* CHALLENGES *
#1 In the loop optimization text, how many permutations exist for the most general case, where i, j, k, and l are all different?
#2 Continue the loop optimization text from its last sentence onward.

E.g. I note [i,j,k,l] as your complete index: going from [1,1,1,1] to [1,1,1,X], you know what the results will be for any X (larger than 1): you already know the smallest values so you are wasting time iterating of all other values, sorting, multiplying and summing while you could just see that in that case you can add (N-1) * 1 * 1 * 1
Also remember that your case is quite symmetric towards your indexes: [i,j,k,l] will produce the same output as e.g. [j,i,k,l] and [i,j,l,k] (and so forth). When you think about it, you will see that there are 24 possible permutations for the most general case (where [i,j,k,l] are all different). So by taking that into account, I assume it should at least be possible to limit the iteration range you took by calculating the output once and adding 24*sum for the general case. You will get different situations for [i,i,k,l] (12 cases for every i); [i,i,i,l] (in 4 cases for every i) and [i,i,i,i] (1 case for every i). You will need to account for that in your code.
When doing something like this, I would suggest you first leave out some dimensions, start to work with a 2 dimensional loop, first of all that will allow you to use this crude code and secondly that also allows you to study a simpler case first, find a faster solution and generalize that solution to your exact case.
For the 2D case, [i,j] represents a matrix and you will see that you can see that [i,j] and [j,i] gives the same output. However, a special case exists [i,i] only occurs once.
So for 2D, a naive implemtation might be something like:
sum = 0;
N=156;
for i=1:N
for j=1:N
A = N - [i,j] + 1;
sum = sum + min(A);
end
end
sum
An implementation with fewer iterations (approximately half as many, if I'm right):
sum = 0;
N=156;
for i=1:N
A = N - [i,i] + 1;
sum = sum + min(A);
for j=(i+1):N
A = N - [i,j] + 1;
sum = sum + 2*min(A);
end
end
sum
You can of course combine this with Robert Cumming's answer, precalculate the parts you already know.

* RAW DATA *
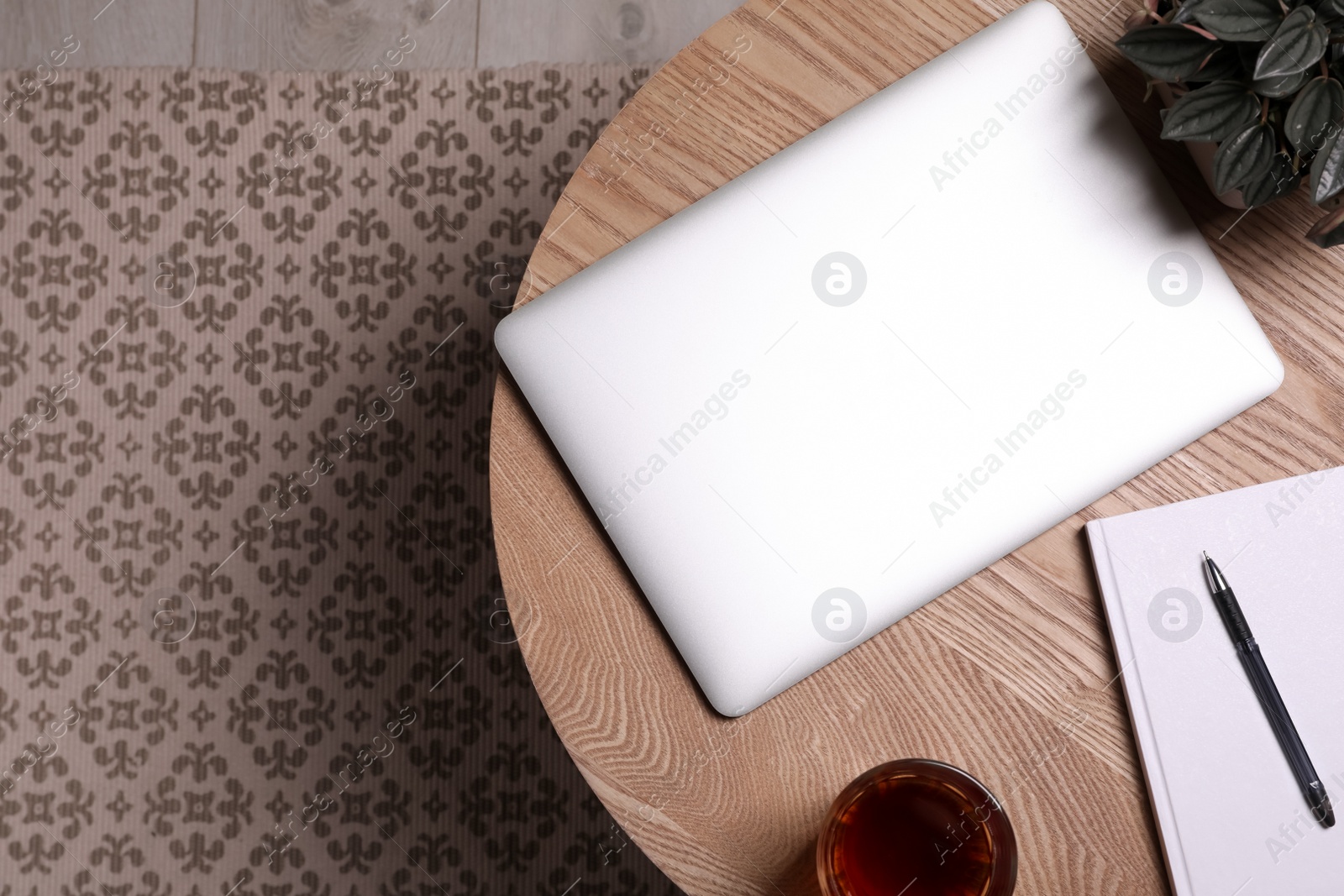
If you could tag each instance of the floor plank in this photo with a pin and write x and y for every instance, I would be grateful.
(338, 35)
(124, 33)
(629, 31)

* SET OF ANSWERS *
#1 24

#2
3 comentarios
Egon Geerardyn
el 18 de Abr. de 2011
@Niels: How do you expect to get real answers when we don't get the real problem? Due to the symmetry you can reduce the execution time, but if your real problem doesn't show any symmetry, you might as well be stuck with the nested for loops.
Something you might also try is to vectorize the inner loop (or even multiple inner loops), that will give you some improvement in performance, trading off memory usage.
If algorithmic optimizations are not possible, you might want to take a look at MEX/Java/.NET/... functionality since your problem size is rather large (156^4, approx. half a billion executions). These will execute faster, but their limiting behavior will be the same, such that they might not allow you to calculate N = 500 (or 2000) while a better algorithm might.
Más respuestas (2)
Teja Muppirala
el 18 de Abr. de 2011
You really shouldn't use "sum" as a variable name. That is the name of a very useful built-in function. I'll call your variable "S" instead.
Looking at the code, you can deduce that S should be a polynomial function of N. Doing a little bit of curve fitting you can indeed get an analytic expression: S(N) =
(1/420)*(30*N.^7 + 105*N.^6 + 147*N.^5 + 105*N.^4 + 35*N.^3 - 2*N)
So If were to type into MATLAB:
S = @(N)(1/420)*(30*N.^7 + 105*N.^6 + 147*N.^5 + 105*N.^4 + 35*N.^3 - 2*N);
S(uint64(156))
Then you have your very long answer:
S = 164235165014258
3 comentarios
Teja Muppirala
el 18 de Abr. de 2011
I believe the polynomial given is correct for all N, not just around 156. The code below confirms this for N = 1 to 20. I'm not sure what discrepancies you are referring to. There are 4 for loops, and in the inner most loop you are adding factors of order N^3, so it's not quite unexpected that the final result would be a polynomial of order 7. What I meant by "curve fitting", is an analytic curve fitting of a 7th order polynomial at 7 points.
clear S;
for N = 1:20
S(N,1) = 0;
for i=1:N
for j=1:N
for k=1:N
for l=1:N
A = [N-(i-1),N-(j-1),N-(k-1),N-(l-1)];
B = sort(A);
S(N) = S(N) + B(1)*B(2)*B(3);
end
end
end
end
end
S_ANALYTIC = @(N)(1/420)*(30*N.^7 + 105*N.^6 + 147*N.^5 + 105*N.^4 + 35*N.^3 - 2*N);
S2 = S_ANALYTIC(uint64(1:20)')
[S S2]
aretheyequal = isequal(S2,S)
Teja Muppirala
el 18 de Abr. de 2011
That should be:
A 7th order polynomial fit to "8 points" not "7 points"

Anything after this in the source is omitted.